-- Start of RECORD LIST --
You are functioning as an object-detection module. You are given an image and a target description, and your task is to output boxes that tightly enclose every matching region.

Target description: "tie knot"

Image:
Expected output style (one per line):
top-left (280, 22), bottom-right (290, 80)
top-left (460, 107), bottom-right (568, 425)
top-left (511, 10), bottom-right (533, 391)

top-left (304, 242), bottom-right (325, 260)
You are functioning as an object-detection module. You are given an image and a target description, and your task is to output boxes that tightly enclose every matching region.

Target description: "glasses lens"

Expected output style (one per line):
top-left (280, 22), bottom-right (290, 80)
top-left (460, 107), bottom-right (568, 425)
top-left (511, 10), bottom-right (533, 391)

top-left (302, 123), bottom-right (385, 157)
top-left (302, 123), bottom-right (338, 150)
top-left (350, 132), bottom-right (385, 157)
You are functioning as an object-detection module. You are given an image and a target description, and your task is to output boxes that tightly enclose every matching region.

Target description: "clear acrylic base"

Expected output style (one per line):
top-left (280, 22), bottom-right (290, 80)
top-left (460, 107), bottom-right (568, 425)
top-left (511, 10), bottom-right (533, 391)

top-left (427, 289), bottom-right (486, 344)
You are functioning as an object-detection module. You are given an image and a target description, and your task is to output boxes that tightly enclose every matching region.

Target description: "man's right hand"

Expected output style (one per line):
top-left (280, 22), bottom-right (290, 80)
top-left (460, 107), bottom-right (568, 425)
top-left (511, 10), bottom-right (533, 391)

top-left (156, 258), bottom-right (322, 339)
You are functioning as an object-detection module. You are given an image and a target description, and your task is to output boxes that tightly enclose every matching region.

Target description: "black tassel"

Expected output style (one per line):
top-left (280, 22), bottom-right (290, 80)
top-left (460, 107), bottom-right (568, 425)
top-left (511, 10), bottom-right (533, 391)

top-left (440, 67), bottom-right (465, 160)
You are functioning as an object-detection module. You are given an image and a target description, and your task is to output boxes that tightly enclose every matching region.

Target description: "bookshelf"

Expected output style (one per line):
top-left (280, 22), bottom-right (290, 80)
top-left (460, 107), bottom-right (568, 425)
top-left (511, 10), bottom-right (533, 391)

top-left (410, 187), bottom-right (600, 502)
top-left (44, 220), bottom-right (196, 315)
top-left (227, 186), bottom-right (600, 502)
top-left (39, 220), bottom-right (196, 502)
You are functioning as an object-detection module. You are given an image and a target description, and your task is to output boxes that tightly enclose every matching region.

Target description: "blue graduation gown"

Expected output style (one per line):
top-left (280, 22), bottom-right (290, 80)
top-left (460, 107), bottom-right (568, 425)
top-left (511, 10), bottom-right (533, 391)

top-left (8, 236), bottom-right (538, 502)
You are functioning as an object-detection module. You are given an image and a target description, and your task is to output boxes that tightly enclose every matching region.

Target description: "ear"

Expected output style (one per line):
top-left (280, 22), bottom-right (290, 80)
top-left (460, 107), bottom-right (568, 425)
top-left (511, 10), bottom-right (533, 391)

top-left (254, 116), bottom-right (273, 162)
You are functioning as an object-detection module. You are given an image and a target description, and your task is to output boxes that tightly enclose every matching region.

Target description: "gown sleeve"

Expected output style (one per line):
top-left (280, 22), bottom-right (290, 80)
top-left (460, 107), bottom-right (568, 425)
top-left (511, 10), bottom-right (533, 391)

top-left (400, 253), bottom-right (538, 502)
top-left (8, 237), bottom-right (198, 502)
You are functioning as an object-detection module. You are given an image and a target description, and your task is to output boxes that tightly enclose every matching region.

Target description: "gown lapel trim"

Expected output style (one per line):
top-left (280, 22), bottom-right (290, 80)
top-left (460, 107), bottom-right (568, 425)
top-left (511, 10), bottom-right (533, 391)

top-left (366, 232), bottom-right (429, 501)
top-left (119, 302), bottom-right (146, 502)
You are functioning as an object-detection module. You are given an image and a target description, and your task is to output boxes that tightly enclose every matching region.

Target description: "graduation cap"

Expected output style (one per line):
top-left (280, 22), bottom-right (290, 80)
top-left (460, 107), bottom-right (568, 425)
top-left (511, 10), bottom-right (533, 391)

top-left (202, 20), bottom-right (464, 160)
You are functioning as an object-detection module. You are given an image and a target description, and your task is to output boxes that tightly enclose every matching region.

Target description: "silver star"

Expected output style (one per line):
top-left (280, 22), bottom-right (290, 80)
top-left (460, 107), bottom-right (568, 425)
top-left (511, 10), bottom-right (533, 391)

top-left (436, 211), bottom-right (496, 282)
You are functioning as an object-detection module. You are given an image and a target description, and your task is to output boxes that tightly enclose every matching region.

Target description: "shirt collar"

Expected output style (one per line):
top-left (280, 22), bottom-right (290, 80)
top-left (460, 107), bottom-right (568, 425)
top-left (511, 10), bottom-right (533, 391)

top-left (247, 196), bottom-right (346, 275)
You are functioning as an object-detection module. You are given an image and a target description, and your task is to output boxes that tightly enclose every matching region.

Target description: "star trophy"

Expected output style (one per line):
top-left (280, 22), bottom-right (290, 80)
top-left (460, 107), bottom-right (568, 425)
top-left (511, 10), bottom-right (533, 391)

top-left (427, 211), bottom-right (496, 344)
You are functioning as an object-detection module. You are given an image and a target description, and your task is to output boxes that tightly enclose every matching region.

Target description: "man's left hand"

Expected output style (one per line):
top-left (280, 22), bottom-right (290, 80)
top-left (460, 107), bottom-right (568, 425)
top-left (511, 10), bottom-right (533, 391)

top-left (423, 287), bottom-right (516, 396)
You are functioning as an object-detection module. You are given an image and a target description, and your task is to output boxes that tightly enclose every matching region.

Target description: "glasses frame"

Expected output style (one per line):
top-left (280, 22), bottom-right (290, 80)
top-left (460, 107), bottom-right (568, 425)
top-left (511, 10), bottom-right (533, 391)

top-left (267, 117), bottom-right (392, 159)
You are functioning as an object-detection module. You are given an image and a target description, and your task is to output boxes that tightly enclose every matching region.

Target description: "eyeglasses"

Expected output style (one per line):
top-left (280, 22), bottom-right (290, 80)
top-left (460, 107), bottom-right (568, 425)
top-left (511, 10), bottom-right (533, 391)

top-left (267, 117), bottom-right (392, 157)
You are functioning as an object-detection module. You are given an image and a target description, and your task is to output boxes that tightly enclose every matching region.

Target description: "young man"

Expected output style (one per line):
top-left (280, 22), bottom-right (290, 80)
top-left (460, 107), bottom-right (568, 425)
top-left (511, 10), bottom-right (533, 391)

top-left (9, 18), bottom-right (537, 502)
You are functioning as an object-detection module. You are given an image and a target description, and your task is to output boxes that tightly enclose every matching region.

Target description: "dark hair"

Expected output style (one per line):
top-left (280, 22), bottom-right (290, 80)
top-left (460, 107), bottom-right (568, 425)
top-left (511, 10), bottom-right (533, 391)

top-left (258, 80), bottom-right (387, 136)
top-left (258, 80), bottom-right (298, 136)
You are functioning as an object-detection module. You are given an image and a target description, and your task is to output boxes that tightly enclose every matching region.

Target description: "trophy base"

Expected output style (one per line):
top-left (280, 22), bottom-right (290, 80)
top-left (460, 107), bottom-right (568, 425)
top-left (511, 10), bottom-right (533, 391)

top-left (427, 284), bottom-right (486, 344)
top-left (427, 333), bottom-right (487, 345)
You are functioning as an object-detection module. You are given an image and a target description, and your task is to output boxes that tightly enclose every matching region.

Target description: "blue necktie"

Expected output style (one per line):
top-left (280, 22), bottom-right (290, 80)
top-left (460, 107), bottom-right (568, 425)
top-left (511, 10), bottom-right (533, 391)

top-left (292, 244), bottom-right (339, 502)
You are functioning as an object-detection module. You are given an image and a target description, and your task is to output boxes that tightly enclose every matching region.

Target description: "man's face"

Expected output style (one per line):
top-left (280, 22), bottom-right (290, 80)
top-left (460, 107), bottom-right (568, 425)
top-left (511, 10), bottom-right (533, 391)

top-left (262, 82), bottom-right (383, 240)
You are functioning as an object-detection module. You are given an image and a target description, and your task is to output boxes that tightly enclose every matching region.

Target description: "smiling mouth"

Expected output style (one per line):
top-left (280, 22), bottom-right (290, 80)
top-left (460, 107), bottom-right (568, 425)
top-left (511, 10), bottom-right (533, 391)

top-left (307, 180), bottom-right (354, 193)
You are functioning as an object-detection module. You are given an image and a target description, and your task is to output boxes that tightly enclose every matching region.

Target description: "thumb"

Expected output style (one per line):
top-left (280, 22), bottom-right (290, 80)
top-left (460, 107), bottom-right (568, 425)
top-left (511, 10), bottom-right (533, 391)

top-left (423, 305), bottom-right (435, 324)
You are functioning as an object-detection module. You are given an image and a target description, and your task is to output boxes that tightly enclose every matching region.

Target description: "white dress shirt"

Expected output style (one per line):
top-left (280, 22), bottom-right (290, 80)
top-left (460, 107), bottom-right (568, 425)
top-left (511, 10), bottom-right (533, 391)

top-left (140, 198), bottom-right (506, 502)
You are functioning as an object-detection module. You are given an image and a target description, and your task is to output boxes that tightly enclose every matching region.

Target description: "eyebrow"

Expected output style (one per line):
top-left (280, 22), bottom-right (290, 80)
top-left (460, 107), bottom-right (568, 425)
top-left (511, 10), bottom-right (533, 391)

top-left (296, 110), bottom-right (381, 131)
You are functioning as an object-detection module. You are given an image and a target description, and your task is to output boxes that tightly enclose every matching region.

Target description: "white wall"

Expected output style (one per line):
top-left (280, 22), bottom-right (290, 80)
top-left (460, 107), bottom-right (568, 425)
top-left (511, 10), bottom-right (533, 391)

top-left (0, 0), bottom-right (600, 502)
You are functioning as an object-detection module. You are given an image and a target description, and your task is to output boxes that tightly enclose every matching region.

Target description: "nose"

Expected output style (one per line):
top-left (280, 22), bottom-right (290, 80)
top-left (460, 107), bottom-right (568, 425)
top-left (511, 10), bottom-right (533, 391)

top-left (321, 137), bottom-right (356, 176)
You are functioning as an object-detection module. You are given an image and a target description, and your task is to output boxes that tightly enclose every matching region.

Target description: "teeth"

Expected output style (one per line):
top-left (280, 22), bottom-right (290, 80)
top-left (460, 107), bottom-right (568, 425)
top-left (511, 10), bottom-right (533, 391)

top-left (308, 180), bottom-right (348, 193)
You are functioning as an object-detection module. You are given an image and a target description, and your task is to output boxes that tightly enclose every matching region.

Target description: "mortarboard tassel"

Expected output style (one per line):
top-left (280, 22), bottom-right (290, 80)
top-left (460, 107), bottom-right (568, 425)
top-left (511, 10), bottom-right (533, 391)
-- End of RECORD LIST --
TASK
Copy the material word for word, taking everything from its very first line down to and including the line that contains "top-left (304, 242), bottom-right (325, 260)".

TASK SOLUTION
You are functioning as an object-detection module. You are given an image and a target description, and your task is to output boxes that tightly enclose every matching region.

Target description: "tie knot"

Image:
Expected output style (one per line):
top-left (280, 22), bottom-right (290, 80)
top-left (460, 107), bottom-right (568, 425)
top-left (511, 10), bottom-right (533, 391)

top-left (304, 242), bottom-right (325, 260)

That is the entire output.